[Excerpts of location labeling data]
⟨

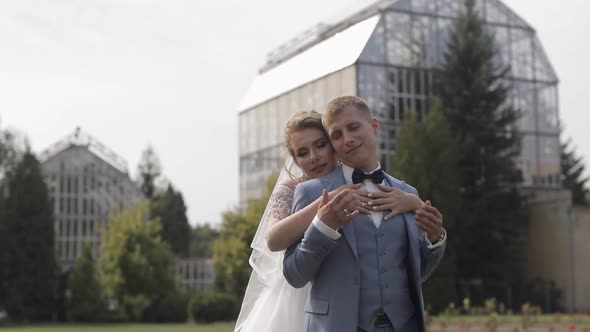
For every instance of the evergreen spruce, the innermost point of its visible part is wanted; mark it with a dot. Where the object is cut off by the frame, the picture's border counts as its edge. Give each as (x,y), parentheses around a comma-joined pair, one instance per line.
(29,276)
(572,174)
(474,97)
(426,157)
(170,208)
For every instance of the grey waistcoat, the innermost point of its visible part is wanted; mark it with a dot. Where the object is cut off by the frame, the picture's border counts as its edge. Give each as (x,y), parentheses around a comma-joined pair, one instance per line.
(384,285)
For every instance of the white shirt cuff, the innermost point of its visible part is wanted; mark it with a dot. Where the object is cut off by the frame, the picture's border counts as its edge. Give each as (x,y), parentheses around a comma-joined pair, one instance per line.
(325,229)
(436,245)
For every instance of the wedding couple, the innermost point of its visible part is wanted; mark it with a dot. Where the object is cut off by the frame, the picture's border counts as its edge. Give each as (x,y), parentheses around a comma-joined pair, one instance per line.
(357,242)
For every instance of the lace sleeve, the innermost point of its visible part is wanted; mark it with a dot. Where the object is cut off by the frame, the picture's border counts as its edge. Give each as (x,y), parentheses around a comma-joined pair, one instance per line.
(280,203)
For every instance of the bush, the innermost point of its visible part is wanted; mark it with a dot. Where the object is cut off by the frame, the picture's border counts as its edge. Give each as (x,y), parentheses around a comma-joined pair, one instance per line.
(213,306)
(171,308)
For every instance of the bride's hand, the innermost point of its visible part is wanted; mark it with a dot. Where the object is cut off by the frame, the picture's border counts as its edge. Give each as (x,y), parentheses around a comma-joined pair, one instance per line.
(362,194)
(393,199)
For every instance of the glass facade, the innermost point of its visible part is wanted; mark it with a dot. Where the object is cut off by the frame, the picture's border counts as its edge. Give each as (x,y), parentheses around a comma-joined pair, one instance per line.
(261,137)
(394,74)
(84,190)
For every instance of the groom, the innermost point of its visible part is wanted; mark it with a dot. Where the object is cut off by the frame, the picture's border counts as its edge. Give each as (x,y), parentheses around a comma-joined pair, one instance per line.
(366,272)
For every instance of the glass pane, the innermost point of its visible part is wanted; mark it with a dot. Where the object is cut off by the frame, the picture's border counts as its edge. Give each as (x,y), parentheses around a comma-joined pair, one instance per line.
(522,54)
(528,162)
(424,6)
(450,7)
(398,48)
(549,168)
(547,110)
(502,42)
(523,95)
(372,87)
(542,67)
(374,51)
(424,35)
(496,13)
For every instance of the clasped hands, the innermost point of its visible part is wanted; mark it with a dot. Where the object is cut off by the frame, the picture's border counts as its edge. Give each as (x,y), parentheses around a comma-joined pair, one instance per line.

⟩

# What you need to do:
Rewrite the entire listing, renaming "innermost point" to "most interior point" at every occurrence and leaving everything else unchanged. Omit the pictures from your version.

# Written response:
For every instance of the evergreen spruce, the most interior point of its visible part is wanted; mark it with a dot. Where the object is cut off by the frame, the picture's border counts as its edge. Give each as (x,y), parentheses around a comma-joined pair, one instance per line.
(29,276)
(572,174)
(474,97)
(426,157)
(170,208)
For every instance of the grey waistcoat, the most interior point of its visible part is wanted; mark it with a dot. Where the object is cut off by the frame, the picture's border counts as its edge. Give each as (x,y), parentheses around a comma-joined pair, one instance per line.
(384,285)
For every instance of the white shirt cuff, the most interior point of its visible part is wanted; mark it with a dot. Where the object is cut off by the frame, the picture's border counts as its edge. Give each as (x,y), parentheses around a comma-joined pair, one instance per line.
(325,229)
(436,245)
For every instance of the wedding couple, the most interior point of its visible part is wanted; mark it with a dot. Where the object is cut off by the frame, the picture's border counts as its edge. Give each as (x,y), parentheses around a comma-joined pair, one instance per line.
(357,242)
For every instance of the lace sleeve, the most interior point of its visible part is wanted; mark it with a dot. Where the object is cut off by the frame, the picture's border counts as its edge. Give each as (x,y), parentheses around a comma-joined pair, one instance per line.
(280,203)
For every instance of the bush, the most interior point of its visible part is wanted; mark it with a dot. Where the object is cut off by the frame, the picture's border counts as its edge. Give each as (x,y), parentheses around a comma-joined pair, one instance per line.
(213,306)
(171,308)
For every instance of the bride's hand, the most interior point of its visible part is wanted; mark it with a dot. Where the object is cut off by the frame, the picture's border counts as its edge. Give each as (x,y), parentheses around a comma-joined pair, one instance per line.
(362,194)
(393,199)
For every instance of the glass facade, the most interior point of its visible part is wanted; mark it with a dot. Where the object is cut off by the frame, the picture's border counts as its edge. Give each as (x,y), parentheses around a comma-joined pair, one instance per line.
(261,137)
(394,74)
(84,190)
For every instance of the groom, the most interior point of its visible part is wanted; mark it with a dot. Where the object is cut off by the frame, the picture's border counts as its edge. Give each as (x,y), parentheses around a comma-joined pair, one instance per line.
(366,272)
For every instance of the glass pane, the most interior point of its visible part is wanted; mark it with a dot. Where the object is cut off by the frame, the picture's border counts as its edge. Give each as (x,y), parentheses around a comma-joined pair, one instance per line.
(522,54)
(528,162)
(424,6)
(450,7)
(398,48)
(549,168)
(547,110)
(502,42)
(523,95)
(372,87)
(542,67)
(374,51)
(424,35)
(496,13)
For every instance of the clasped hands, the most interior point of its visible part is wanted; mark it with a dot. Where the object is cut off by the frame, the picture's border counts as its edge. Give each as (x,y), parentheses around a comma-joined pair, one instance per line.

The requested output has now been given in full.